(Extracted information begins)
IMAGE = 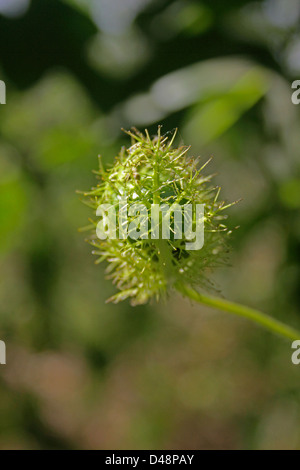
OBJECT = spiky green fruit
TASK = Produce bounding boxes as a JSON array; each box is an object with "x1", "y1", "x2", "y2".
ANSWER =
[{"x1": 80, "y1": 127, "x2": 233, "y2": 305}]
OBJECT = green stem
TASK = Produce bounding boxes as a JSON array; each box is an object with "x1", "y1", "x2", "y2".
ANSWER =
[{"x1": 175, "y1": 283, "x2": 300, "y2": 341}]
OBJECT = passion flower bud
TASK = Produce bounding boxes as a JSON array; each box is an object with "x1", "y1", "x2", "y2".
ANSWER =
[{"x1": 79, "y1": 127, "x2": 233, "y2": 306}]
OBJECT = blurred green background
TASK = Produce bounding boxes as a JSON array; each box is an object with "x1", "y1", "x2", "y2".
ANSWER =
[{"x1": 0, "y1": 0, "x2": 300, "y2": 450}]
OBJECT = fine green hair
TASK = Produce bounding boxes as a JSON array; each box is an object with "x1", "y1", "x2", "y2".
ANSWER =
[{"x1": 80, "y1": 127, "x2": 234, "y2": 305}]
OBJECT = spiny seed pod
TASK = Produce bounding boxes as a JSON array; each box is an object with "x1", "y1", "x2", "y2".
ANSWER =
[{"x1": 79, "y1": 127, "x2": 234, "y2": 306}]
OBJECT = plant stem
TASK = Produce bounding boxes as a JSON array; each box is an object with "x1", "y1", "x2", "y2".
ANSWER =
[{"x1": 175, "y1": 283, "x2": 300, "y2": 341}]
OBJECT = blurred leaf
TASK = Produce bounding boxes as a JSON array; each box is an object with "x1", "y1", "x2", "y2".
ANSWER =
[
  {"x1": 184, "y1": 68, "x2": 270, "y2": 145},
  {"x1": 0, "y1": 177, "x2": 27, "y2": 252},
  {"x1": 38, "y1": 128, "x2": 95, "y2": 169},
  {"x1": 279, "y1": 179, "x2": 300, "y2": 209}
]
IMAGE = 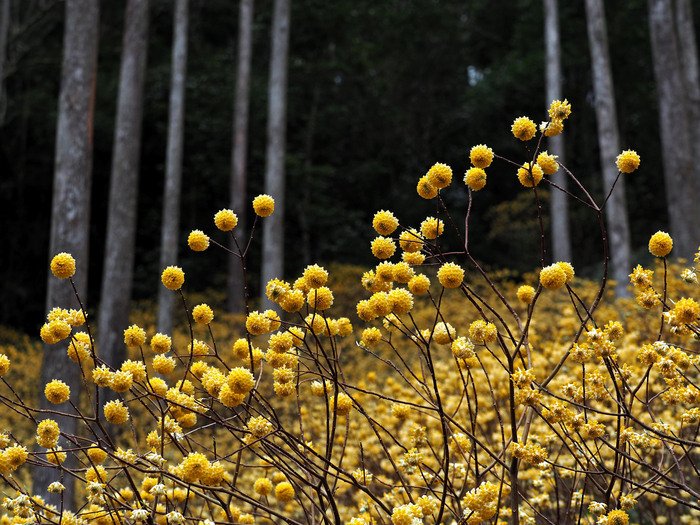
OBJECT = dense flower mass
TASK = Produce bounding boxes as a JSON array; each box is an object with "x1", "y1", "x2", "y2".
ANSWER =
[
  {"x1": 426, "y1": 162, "x2": 453, "y2": 189},
  {"x1": 648, "y1": 230, "x2": 673, "y2": 257},
  {"x1": 539, "y1": 263, "x2": 567, "y2": 290},
  {"x1": 371, "y1": 236, "x2": 396, "y2": 259},
  {"x1": 549, "y1": 98, "x2": 571, "y2": 120},
  {"x1": 511, "y1": 116, "x2": 537, "y2": 141},
  {"x1": 188, "y1": 230, "x2": 209, "y2": 251},
  {"x1": 192, "y1": 303, "x2": 214, "y2": 324},
  {"x1": 437, "y1": 262, "x2": 464, "y2": 288},
  {"x1": 536, "y1": 151, "x2": 559, "y2": 174},
  {"x1": 214, "y1": 209, "x2": 238, "y2": 231},
  {"x1": 616, "y1": 150, "x2": 640, "y2": 173},
  {"x1": 253, "y1": 194, "x2": 275, "y2": 217},
  {"x1": 416, "y1": 175, "x2": 438, "y2": 199},
  {"x1": 123, "y1": 324, "x2": 146, "y2": 347},
  {"x1": 372, "y1": 210, "x2": 399, "y2": 236},
  {"x1": 517, "y1": 284, "x2": 536, "y2": 304},
  {"x1": 464, "y1": 167, "x2": 487, "y2": 191},
  {"x1": 469, "y1": 144, "x2": 494, "y2": 168},
  {"x1": 50, "y1": 252, "x2": 76, "y2": 279},
  {"x1": 517, "y1": 162, "x2": 544, "y2": 187},
  {"x1": 161, "y1": 266, "x2": 185, "y2": 290},
  {"x1": 44, "y1": 379, "x2": 70, "y2": 404}
]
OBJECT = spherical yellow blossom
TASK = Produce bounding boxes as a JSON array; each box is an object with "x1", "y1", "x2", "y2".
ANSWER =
[
  {"x1": 420, "y1": 217, "x2": 444, "y2": 239},
  {"x1": 543, "y1": 118, "x2": 564, "y2": 138},
  {"x1": 417, "y1": 175, "x2": 438, "y2": 199},
  {"x1": 451, "y1": 337, "x2": 475, "y2": 359},
  {"x1": 123, "y1": 324, "x2": 146, "y2": 347},
  {"x1": 148, "y1": 376, "x2": 168, "y2": 397},
  {"x1": 616, "y1": 150, "x2": 640, "y2": 173},
  {"x1": 92, "y1": 365, "x2": 111, "y2": 386},
  {"x1": 67, "y1": 308, "x2": 86, "y2": 326},
  {"x1": 273, "y1": 366, "x2": 294, "y2": 384},
  {"x1": 280, "y1": 289, "x2": 305, "y2": 312},
  {"x1": 308, "y1": 286, "x2": 334, "y2": 310},
  {"x1": 433, "y1": 322, "x2": 456, "y2": 345},
  {"x1": 192, "y1": 303, "x2": 214, "y2": 324},
  {"x1": 517, "y1": 285, "x2": 536, "y2": 304},
  {"x1": 218, "y1": 384, "x2": 245, "y2": 407},
  {"x1": 149, "y1": 333, "x2": 172, "y2": 354},
  {"x1": 214, "y1": 209, "x2": 238, "y2": 231},
  {"x1": 0, "y1": 354, "x2": 10, "y2": 376},
  {"x1": 45, "y1": 379, "x2": 70, "y2": 404},
  {"x1": 36, "y1": 419, "x2": 60, "y2": 448},
  {"x1": 253, "y1": 194, "x2": 275, "y2": 216},
  {"x1": 540, "y1": 263, "x2": 567, "y2": 290},
  {"x1": 2, "y1": 444, "x2": 28, "y2": 472},
  {"x1": 392, "y1": 261, "x2": 414, "y2": 283},
  {"x1": 254, "y1": 477, "x2": 273, "y2": 496},
  {"x1": 606, "y1": 509, "x2": 630, "y2": 525},
  {"x1": 371, "y1": 236, "x2": 396, "y2": 259},
  {"x1": 375, "y1": 261, "x2": 395, "y2": 282},
  {"x1": 649, "y1": 231, "x2": 673, "y2": 257},
  {"x1": 464, "y1": 167, "x2": 487, "y2": 191},
  {"x1": 549, "y1": 98, "x2": 571, "y2": 120},
  {"x1": 110, "y1": 370, "x2": 134, "y2": 393},
  {"x1": 536, "y1": 151, "x2": 559, "y2": 175},
  {"x1": 188, "y1": 229, "x2": 209, "y2": 251},
  {"x1": 511, "y1": 116, "x2": 537, "y2": 141},
  {"x1": 104, "y1": 400, "x2": 129, "y2": 424},
  {"x1": 391, "y1": 403, "x2": 410, "y2": 420},
  {"x1": 469, "y1": 144, "x2": 494, "y2": 169},
  {"x1": 408, "y1": 273, "x2": 430, "y2": 295},
  {"x1": 275, "y1": 481, "x2": 295, "y2": 502},
  {"x1": 402, "y1": 251, "x2": 425, "y2": 265},
  {"x1": 332, "y1": 392, "x2": 353, "y2": 416},
  {"x1": 268, "y1": 331, "x2": 294, "y2": 354},
  {"x1": 336, "y1": 317, "x2": 353, "y2": 337},
  {"x1": 671, "y1": 297, "x2": 700, "y2": 324},
  {"x1": 517, "y1": 162, "x2": 544, "y2": 187},
  {"x1": 266, "y1": 278, "x2": 290, "y2": 303},
  {"x1": 391, "y1": 503, "x2": 422, "y2": 525},
  {"x1": 303, "y1": 264, "x2": 328, "y2": 288},
  {"x1": 180, "y1": 452, "x2": 209, "y2": 483},
  {"x1": 87, "y1": 445, "x2": 108, "y2": 464},
  {"x1": 388, "y1": 288, "x2": 413, "y2": 314},
  {"x1": 556, "y1": 261, "x2": 575, "y2": 283},
  {"x1": 50, "y1": 252, "x2": 76, "y2": 279},
  {"x1": 469, "y1": 320, "x2": 497, "y2": 344},
  {"x1": 227, "y1": 367, "x2": 255, "y2": 395},
  {"x1": 369, "y1": 291, "x2": 391, "y2": 317},
  {"x1": 305, "y1": 313, "x2": 327, "y2": 335},
  {"x1": 161, "y1": 266, "x2": 185, "y2": 290},
  {"x1": 40, "y1": 319, "x2": 72, "y2": 344},
  {"x1": 437, "y1": 262, "x2": 464, "y2": 288},
  {"x1": 361, "y1": 327, "x2": 382, "y2": 346},
  {"x1": 356, "y1": 299, "x2": 377, "y2": 322},
  {"x1": 67, "y1": 334, "x2": 91, "y2": 362},
  {"x1": 399, "y1": 229, "x2": 423, "y2": 253},
  {"x1": 426, "y1": 162, "x2": 453, "y2": 189},
  {"x1": 264, "y1": 309, "x2": 281, "y2": 331},
  {"x1": 372, "y1": 210, "x2": 399, "y2": 236},
  {"x1": 152, "y1": 354, "x2": 175, "y2": 375},
  {"x1": 121, "y1": 359, "x2": 147, "y2": 382},
  {"x1": 245, "y1": 416, "x2": 273, "y2": 439},
  {"x1": 246, "y1": 310, "x2": 271, "y2": 335}
]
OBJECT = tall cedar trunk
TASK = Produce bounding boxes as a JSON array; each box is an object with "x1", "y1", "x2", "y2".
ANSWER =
[
  {"x1": 36, "y1": 0, "x2": 99, "y2": 507},
  {"x1": 260, "y1": 0, "x2": 291, "y2": 308},
  {"x1": 585, "y1": 0, "x2": 631, "y2": 297},
  {"x1": 227, "y1": 0, "x2": 254, "y2": 314},
  {"x1": 157, "y1": 0, "x2": 188, "y2": 334},
  {"x1": 0, "y1": 0, "x2": 9, "y2": 125},
  {"x1": 648, "y1": 0, "x2": 700, "y2": 258},
  {"x1": 98, "y1": 0, "x2": 149, "y2": 380},
  {"x1": 675, "y1": 0, "x2": 700, "y2": 163},
  {"x1": 543, "y1": 0, "x2": 571, "y2": 263}
]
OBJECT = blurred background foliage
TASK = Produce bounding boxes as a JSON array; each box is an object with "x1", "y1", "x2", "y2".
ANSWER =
[{"x1": 0, "y1": 0, "x2": 686, "y2": 333}]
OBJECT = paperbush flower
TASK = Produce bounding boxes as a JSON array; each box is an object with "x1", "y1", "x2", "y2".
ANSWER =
[
  {"x1": 606, "y1": 509, "x2": 630, "y2": 525},
  {"x1": 188, "y1": 229, "x2": 209, "y2": 251},
  {"x1": 275, "y1": 481, "x2": 295, "y2": 502},
  {"x1": 161, "y1": 266, "x2": 185, "y2": 290},
  {"x1": 511, "y1": 116, "x2": 537, "y2": 141},
  {"x1": 50, "y1": 252, "x2": 76, "y2": 279},
  {"x1": 110, "y1": 370, "x2": 134, "y2": 393},
  {"x1": 426, "y1": 162, "x2": 453, "y2": 189},
  {"x1": 469, "y1": 144, "x2": 494, "y2": 168},
  {"x1": 671, "y1": 297, "x2": 700, "y2": 324},
  {"x1": 437, "y1": 262, "x2": 464, "y2": 288},
  {"x1": 123, "y1": 324, "x2": 146, "y2": 347},
  {"x1": 540, "y1": 263, "x2": 567, "y2": 290},
  {"x1": 227, "y1": 367, "x2": 255, "y2": 395},
  {"x1": 192, "y1": 303, "x2": 214, "y2": 324},
  {"x1": 0, "y1": 354, "x2": 10, "y2": 375},
  {"x1": 361, "y1": 327, "x2": 382, "y2": 346},
  {"x1": 420, "y1": 216, "x2": 444, "y2": 239},
  {"x1": 104, "y1": 400, "x2": 129, "y2": 424},
  {"x1": 392, "y1": 261, "x2": 414, "y2": 283},
  {"x1": 372, "y1": 210, "x2": 399, "y2": 236},
  {"x1": 214, "y1": 209, "x2": 238, "y2": 231},
  {"x1": 549, "y1": 98, "x2": 571, "y2": 120},
  {"x1": 648, "y1": 231, "x2": 673, "y2": 257},
  {"x1": 408, "y1": 273, "x2": 430, "y2": 295},
  {"x1": 402, "y1": 251, "x2": 425, "y2": 265},
  {"x1": 616, "y1": 150, "x2": 640, "y2": 173},
  {"x1": 388, "y1": 288, "x2": 413, "y2": 314},
  {"x1": 371, "y1": 236, "x2": 396, "y2": 259},
  {"x1": 332, "y1": 392, "x2": 353, "y2": 416},
  {"x1": 416, "y1": 175, "x2": 438, "y2": 199},
  {"x1": 544, "y1": 118, "x2": 564, "y2": 136},
  {"x1": 399, "y1": 228, "x2": 423, "y2": 253},
  {"x1": 307, "y1": 286, "x2": 334, "y2": 310},
  {"x1": 537, "y1": 151, "x2": 559, "y2": 174},
  {"x1": 517, "y1": 162, "x2": 544, "y2": 187},
  {"x1": 556, "y1": 261, "x2": 575, "y2": 283},
  {"x1": 303, "y1": 264, "x2": 328, "y2": 288},
  {"x1": 36, "y1": 419, "x2": 60, "y2": 448},
  {"x1": 246, "y1": 311, "x2": 270, "y2": 335},
  {"x1": 254, "y1": 478, "x2": 273, "y2": 495},
  {"x1": 45, "y1": 379, "x2": 70, "y2": 404},
  {"x1": 464, "y1": 167, "x2": 487, "y2": 191},
  {"x1": 517, "y1": 284, "x2": 536, "y2": 304},
  {"x1": 153, "y1": 354, "x2": 175, "y2": 374},
  {"x1": 253, "y1": 194, "x2": 275, "y2": 216},
  {"x1": 150, "y1": 333, "x2": 172, "y2": 354}
]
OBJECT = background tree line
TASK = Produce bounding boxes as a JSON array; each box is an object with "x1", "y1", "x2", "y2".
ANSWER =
[{"x1": 1, "y1": 0, "x2": 698, "y2": 338}]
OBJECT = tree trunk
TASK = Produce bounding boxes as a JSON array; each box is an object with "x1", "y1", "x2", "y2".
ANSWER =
[
  {"x1": 36, "y1": 0, "x2": 99, "y2": 507},
  {"x1": 227, "y1": 0, "x2": 254, "y2": 314},
  {"x1": 157, "y1": 0, "x2": 188, "y2": 334},
  {"x1": 260, "y1": 0, "x2": 291, "y2": 308},
  {"x1": 98, "y1": 0, "x2": 149, "y2": 378},
  {"x1": 585, "y1": 0, "x2": 631, "y2": 297},
  {"x1": 648, "y1": 0, "x2": 700, "y2": 258},
  {"x1": 0, "y1": 0, "x2": 10, "y2": 125},
  {"x1": 543, "y1": 0, "x2": 571, "y2": 263}
]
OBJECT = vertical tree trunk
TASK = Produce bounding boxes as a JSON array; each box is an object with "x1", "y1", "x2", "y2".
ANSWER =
[
  {"x1": 543, "y1": 0, "x2": 571, "y2": 263},
  {"x1": 36, "y1": 0, "x2": 99, "y2": 507},
  {"x1": 648, "y1": 0, "x2": 700, "y2": 258},
  {"x1": 227, "y1": 0, "x2": 254, "y2": 314},
  {"x1": 675, "y1": 0, "x2": 700, "y2": 160},
  {"x1": 260, "y1": 0, "x2": 291, "y2": 307},
  {"x1": 0, "y1": 0, "x2": 10, "y2": 125},
  {"x1": 157, "y1": 0, "x2": 188, "y2": 334},
  {"x1": 98, "y1": 0, "x2": 149, "y2": 375},
  {"x1": 585, "y1": 0, "x2": 631, "y2": 297}
]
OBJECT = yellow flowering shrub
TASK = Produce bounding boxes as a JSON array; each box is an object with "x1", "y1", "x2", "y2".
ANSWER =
[{"x1": 3, "y1": 98, "x2": 700, "y2": 525}]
(Extracted information ends)
◆ **Work order**
Every line that contains "green" should be copied out of the data.

◆ **Expected answer**
OBJECT = spiky green fruit
OBJECT = green stem
OBJECT = blurred green background
OBJECT = fine green hair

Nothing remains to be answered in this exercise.